Ziel A: Schreib den folgenden Textauszug vollständig und Wort für Wort ab.

Das Rauschen des Realen

Der Ausstellungskatalog "Wirklich wahr!" dekodiert die visuellen Darstellungsstrategien des Echten

Von Frank MüllerRSS-Newsfeed neuer Artikel von Frank Müller

Besprochene Bücher / Literaturhinweise

Fotografien haben einen scheinbar unmittelbaren Wirklichkeitsbezug. Kaum ein anderes Medium besitzt so viel Glaubwürdigkeit. Die anfangs detailgetreue Abbildung der Gegenstände vor der Linse und der spätere massenhafte Gebrauch der Fotokamera als Dokumentationsmittel haben der Fotografie einen enormen Vertrauensvorsprung verschafft.

Dabei bringen selbst vermeintlich streng dokumentarische Fotografien keine "realistischen" Abbilder der Wirklichkeit hervor; sie sind immer das Ergebnis gesellschaftlicher und sozialer Wirklichkeitsdeutungen - und bestimmter visueller Strategien, diese umzusetzen. Auch wenn Fotografien unter Bedingungen entstehen, die sie physisch dazu zwingen, dem Original Punkt für Punkt zu entsprechen, ist der Spielraum von Gestaltung und Inszenierung, Absichtslosigkeit und Kontingenz unermesslich groß.

Eingabe:
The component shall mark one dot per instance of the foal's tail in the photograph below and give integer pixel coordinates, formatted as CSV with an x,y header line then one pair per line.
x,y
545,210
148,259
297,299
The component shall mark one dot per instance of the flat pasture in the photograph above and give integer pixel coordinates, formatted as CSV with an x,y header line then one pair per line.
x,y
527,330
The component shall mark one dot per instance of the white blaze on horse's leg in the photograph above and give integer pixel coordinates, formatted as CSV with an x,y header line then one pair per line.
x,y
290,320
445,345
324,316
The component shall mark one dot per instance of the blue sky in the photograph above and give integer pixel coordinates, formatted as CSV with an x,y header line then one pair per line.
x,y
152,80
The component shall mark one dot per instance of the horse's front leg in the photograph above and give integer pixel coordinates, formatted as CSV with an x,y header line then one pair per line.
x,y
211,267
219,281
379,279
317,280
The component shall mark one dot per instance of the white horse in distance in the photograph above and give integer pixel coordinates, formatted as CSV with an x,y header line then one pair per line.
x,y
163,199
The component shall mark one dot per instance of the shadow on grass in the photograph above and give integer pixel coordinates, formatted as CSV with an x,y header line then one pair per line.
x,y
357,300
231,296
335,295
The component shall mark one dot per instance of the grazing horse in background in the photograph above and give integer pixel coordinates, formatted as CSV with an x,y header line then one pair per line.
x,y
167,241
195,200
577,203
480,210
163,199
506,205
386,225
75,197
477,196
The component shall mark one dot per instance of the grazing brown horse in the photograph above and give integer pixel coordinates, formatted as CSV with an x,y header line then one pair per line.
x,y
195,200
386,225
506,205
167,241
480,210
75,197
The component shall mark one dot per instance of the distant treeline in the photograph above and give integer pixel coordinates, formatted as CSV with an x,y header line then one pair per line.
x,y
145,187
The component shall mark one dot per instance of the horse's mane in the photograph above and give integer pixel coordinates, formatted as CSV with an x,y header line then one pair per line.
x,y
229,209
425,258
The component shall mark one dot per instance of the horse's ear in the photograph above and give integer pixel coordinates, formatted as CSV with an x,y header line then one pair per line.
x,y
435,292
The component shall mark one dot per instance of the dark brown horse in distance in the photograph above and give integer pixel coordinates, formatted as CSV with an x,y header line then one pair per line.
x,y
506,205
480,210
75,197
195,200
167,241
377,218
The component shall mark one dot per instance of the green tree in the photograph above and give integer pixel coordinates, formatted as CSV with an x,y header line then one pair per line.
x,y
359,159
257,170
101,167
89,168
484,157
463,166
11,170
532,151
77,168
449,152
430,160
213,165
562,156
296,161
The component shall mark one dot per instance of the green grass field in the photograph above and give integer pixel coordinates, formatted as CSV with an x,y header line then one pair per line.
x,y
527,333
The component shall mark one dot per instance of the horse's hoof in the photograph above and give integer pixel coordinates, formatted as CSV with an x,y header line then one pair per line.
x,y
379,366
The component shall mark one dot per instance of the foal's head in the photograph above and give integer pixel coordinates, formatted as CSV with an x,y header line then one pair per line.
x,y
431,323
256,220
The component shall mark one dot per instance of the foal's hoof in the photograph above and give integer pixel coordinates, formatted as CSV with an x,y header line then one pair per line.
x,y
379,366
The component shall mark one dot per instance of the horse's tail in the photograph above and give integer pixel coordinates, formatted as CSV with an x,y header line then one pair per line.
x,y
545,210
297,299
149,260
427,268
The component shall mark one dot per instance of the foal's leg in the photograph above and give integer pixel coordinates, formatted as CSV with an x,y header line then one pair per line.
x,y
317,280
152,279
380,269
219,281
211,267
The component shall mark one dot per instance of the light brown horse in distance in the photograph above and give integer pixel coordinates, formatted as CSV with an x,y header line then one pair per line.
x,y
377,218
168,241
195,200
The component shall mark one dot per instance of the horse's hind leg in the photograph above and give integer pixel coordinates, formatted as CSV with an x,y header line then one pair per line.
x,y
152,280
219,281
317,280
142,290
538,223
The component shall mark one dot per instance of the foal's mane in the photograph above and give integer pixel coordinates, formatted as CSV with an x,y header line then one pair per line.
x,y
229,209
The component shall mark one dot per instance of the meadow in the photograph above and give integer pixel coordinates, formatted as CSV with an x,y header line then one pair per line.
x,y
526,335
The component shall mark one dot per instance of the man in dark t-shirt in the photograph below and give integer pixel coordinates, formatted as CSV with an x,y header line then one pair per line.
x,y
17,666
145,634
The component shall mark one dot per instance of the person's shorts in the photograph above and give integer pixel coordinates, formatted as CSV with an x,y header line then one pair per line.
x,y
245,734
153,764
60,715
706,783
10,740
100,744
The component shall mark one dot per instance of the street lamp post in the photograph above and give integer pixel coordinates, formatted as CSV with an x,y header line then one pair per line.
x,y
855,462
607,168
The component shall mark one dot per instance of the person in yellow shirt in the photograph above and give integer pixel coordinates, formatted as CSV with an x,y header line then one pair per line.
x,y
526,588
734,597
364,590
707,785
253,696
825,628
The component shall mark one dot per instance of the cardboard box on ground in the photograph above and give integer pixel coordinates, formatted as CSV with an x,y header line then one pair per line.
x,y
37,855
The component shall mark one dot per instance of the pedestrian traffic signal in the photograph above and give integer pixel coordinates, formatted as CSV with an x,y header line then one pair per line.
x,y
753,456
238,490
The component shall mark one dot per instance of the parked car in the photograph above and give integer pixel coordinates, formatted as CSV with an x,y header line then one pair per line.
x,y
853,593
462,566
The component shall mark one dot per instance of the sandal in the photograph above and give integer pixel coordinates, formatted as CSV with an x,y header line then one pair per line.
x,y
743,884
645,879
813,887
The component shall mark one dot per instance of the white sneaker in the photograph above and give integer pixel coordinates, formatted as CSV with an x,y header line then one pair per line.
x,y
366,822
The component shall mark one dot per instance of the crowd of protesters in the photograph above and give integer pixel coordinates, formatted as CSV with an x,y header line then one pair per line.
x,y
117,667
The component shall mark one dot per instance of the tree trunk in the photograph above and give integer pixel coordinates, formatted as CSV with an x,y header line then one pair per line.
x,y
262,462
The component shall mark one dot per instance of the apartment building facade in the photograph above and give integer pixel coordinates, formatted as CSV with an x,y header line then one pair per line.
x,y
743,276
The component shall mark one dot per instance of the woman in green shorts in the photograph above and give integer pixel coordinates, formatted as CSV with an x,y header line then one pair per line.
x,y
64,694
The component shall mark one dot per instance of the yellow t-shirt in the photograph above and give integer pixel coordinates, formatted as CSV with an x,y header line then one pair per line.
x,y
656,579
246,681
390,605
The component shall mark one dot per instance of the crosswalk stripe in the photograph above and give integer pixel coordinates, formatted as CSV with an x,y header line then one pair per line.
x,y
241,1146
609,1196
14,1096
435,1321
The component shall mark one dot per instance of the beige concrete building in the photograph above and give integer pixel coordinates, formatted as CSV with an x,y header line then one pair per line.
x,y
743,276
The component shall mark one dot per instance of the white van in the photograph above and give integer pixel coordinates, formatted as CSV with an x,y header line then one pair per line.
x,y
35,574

Ziel B: Such aus den Zeilen oben alle heraus, in denen das Wort "person" vorkommt, und gib sie unverändert wieder.

Richtige Antwort A:
Das Rauschen des Realen

Der Ausstellungskatalog "Wirklich wahr!" dekodiert die visuellen Darstellungsstrategien des Echten

Von Frank MüllerRSS-Newsfeed neuer Artikel von Frank Müller

Besprochene Bücher / Literaturhinweise

Fotografien haben einen scheinbar unmittelbaren Wirklichkeitsbezug. Kaum ein anderes Medium besitzt so viel Glaubwürdigkeit. Die anfangs detailgetreue Abbildung der Gegenstände vor der Linse und der spätere massenhafte Gebrauch der Fotokamera als Dokumentationsmittel haben der Fotografie einen enormen Vertrauensvorsprung verschafft.

Dabei bringen selbst vermeintlich streng dokumentarische Fotografien keine "realistischen" Abbilder der Wirklichkeit hervor; sie sind immer das Ergebnis gesellschaftlicher und sozialer Wirklichkeitsdeutungen - und bestimmter visueller Strategien, diese umzusetzen. Auch wenn Fotografien unter Bedingungen entstehen, die sie physisch dazu zwingen, dem Original Punkt für Punkt zu entsprechen, ist der Spielraum von Gestaltung und Inszenierung, Absichtslosigkeit und Kontingenz unermesslich groß.

Richtige Antwort B:
The component shall mark one dot per instance of the person's shorts in the photograph above and give integer pixel coordinates, formatted as CSV with an x,y header line then one pair per line.
The component shall mark one dot per instance of the person in yellow shirt in the photograph above and give integer pixel coordinates, formatted as CSV with an x,y header line then one pair per line.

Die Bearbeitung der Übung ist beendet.